(Extracted data entries)
+++

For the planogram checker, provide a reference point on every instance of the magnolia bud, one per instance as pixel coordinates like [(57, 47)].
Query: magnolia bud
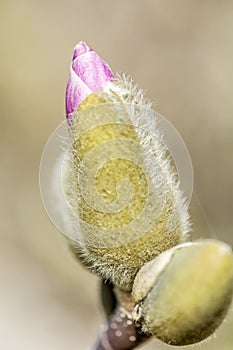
[(183, 295), (117, 177)]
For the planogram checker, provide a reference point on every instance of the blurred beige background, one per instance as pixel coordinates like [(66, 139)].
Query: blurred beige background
[(181, 52)]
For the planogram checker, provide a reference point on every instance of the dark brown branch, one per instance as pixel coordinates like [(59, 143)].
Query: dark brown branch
[(121, 332)]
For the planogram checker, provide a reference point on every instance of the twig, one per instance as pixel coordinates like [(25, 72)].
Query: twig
[(121, 332)]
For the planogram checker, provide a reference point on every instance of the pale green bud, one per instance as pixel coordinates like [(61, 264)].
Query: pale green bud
[(183, 295), (125, 198)]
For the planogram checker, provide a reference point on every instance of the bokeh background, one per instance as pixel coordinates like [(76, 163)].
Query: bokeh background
[(181, 52)]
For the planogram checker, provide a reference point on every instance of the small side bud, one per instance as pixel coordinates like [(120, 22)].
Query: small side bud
[(183, 295)]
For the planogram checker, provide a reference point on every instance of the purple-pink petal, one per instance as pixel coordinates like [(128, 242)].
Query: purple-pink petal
[(88, 73), (76, 92), (80, 49), (93, 71)]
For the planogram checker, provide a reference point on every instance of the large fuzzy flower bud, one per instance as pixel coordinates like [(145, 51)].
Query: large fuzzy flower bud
[(118, 178)]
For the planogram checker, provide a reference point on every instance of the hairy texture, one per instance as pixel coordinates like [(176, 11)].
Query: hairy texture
[(119, 181)]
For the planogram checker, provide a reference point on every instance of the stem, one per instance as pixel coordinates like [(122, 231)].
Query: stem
[(121, 332)]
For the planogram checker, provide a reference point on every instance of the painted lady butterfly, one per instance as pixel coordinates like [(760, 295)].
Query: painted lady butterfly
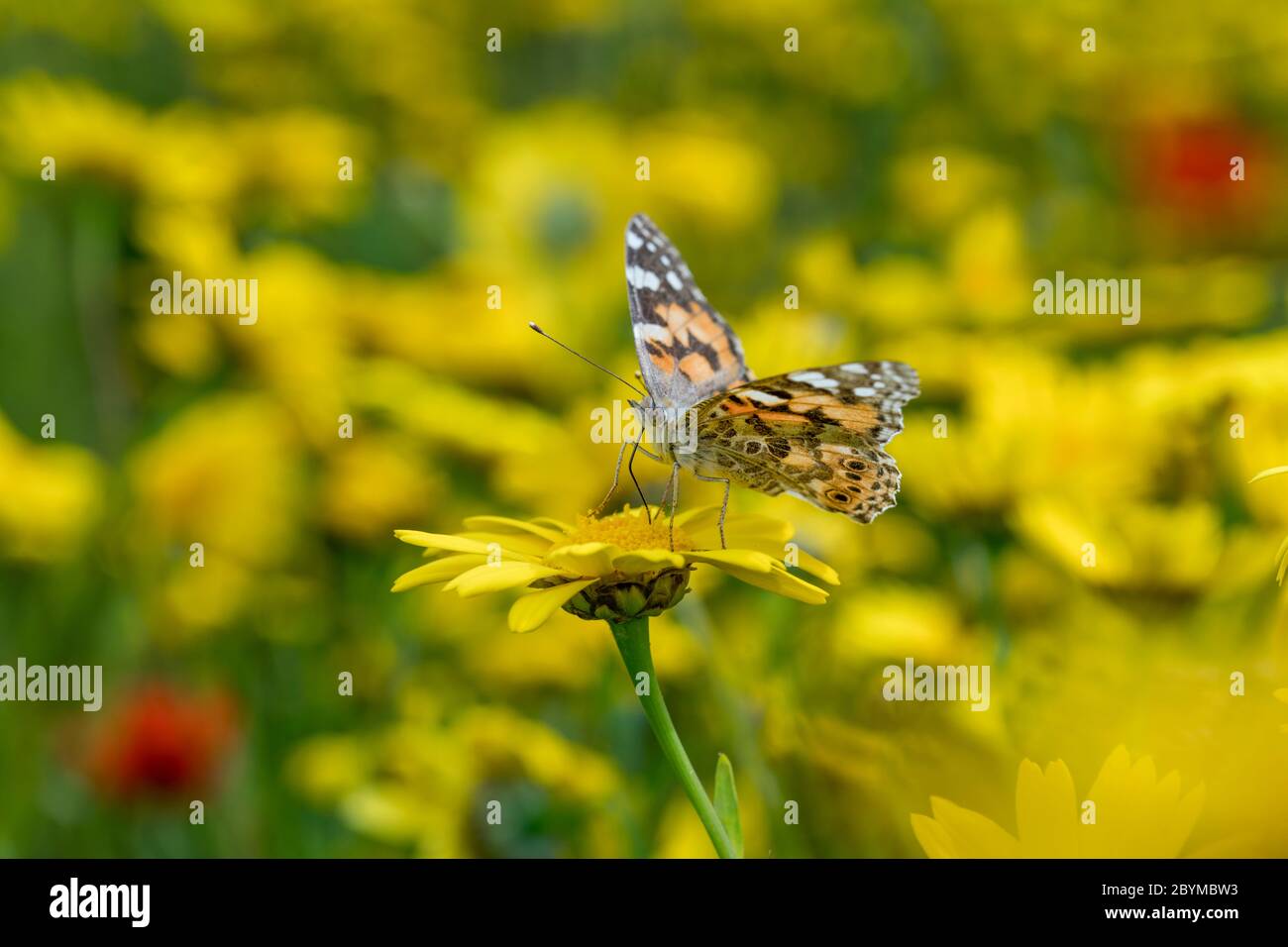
[(815, 433)]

+++

Copy every line of the material above word for word, omitting the pictures.

▶ _Result of this task_
For the planogram checker, provide a reference point on every instance of the magnolia bud, one per instance as pixel coordinates like [(57, 47)].
Query: magnolia bud
[(183, 295), (117, 177)]
For the planogram checker, provide a reference point on every instance of the blurred beige background, one per instance as pixel coordinates like [(66, 139)].
Query: blurred beige background
[(181, 52)]
For the planogram checker, provide a reference point on every instance of the dark brown branch, one per instance as pixel coordinates like [(59, 143)].
Query: dark brown branch
[(121, 332)]
For the planogram checker, provide a reference point on every instance of the twig, one per instance as pixel coordinates like [(25, 72)].
Query: twig
[(121, 332)]
For the planogram checker, provide a reference point on every instance of the pale green bud, one per instance as pixel coordinates like [(61, 264)].
Query: pale green bud
[(183, 295), (125, 198)]
For the planogram checker, provide a reference point on every instance of the bokeh background, one per instance as pixel coordinates like [(76, 163)].
Query: bokeh background
[(181, 52)]
For the planogram checker, provide a reference point on every instance of the small side bud, one per instance as pixel coordinates like [(120, 22)].
Query: small side bud
[(183, 295)]
For the planogram checker, provide a reference point on every instance of the purple-pink petal, one per instance as pixel coordinates like [(128, 242)].
Query: purple-pink petal
[(88, 73), (76, 92), (80, 49), (93, 71)]
For the planogram checker, provide a reference point on every instance of the large fuzzy flower bud, one per instance as pixel coordinates like [(145, 51)].
Query: large fuzzy flower bud
[(118, 178)]
For the planogram checker, provide a reference point on every instance of the hairy texture, one per instance as pixel coordinates like [(176, 11)].
Query: hairy texture
[(119, 181)]
For the planogram checker, provide a reference point on every instance of the stem, one per instance as pixel coordinates like [(122, 231)].
Query: stem
[(121, 332)]
For the planogram checker, provide a reference point on every instance of the painted lady butterfly, one per instance as pixel coordinates like [(760, 295)].
Query: painted lady butterfly
[(815, 433)]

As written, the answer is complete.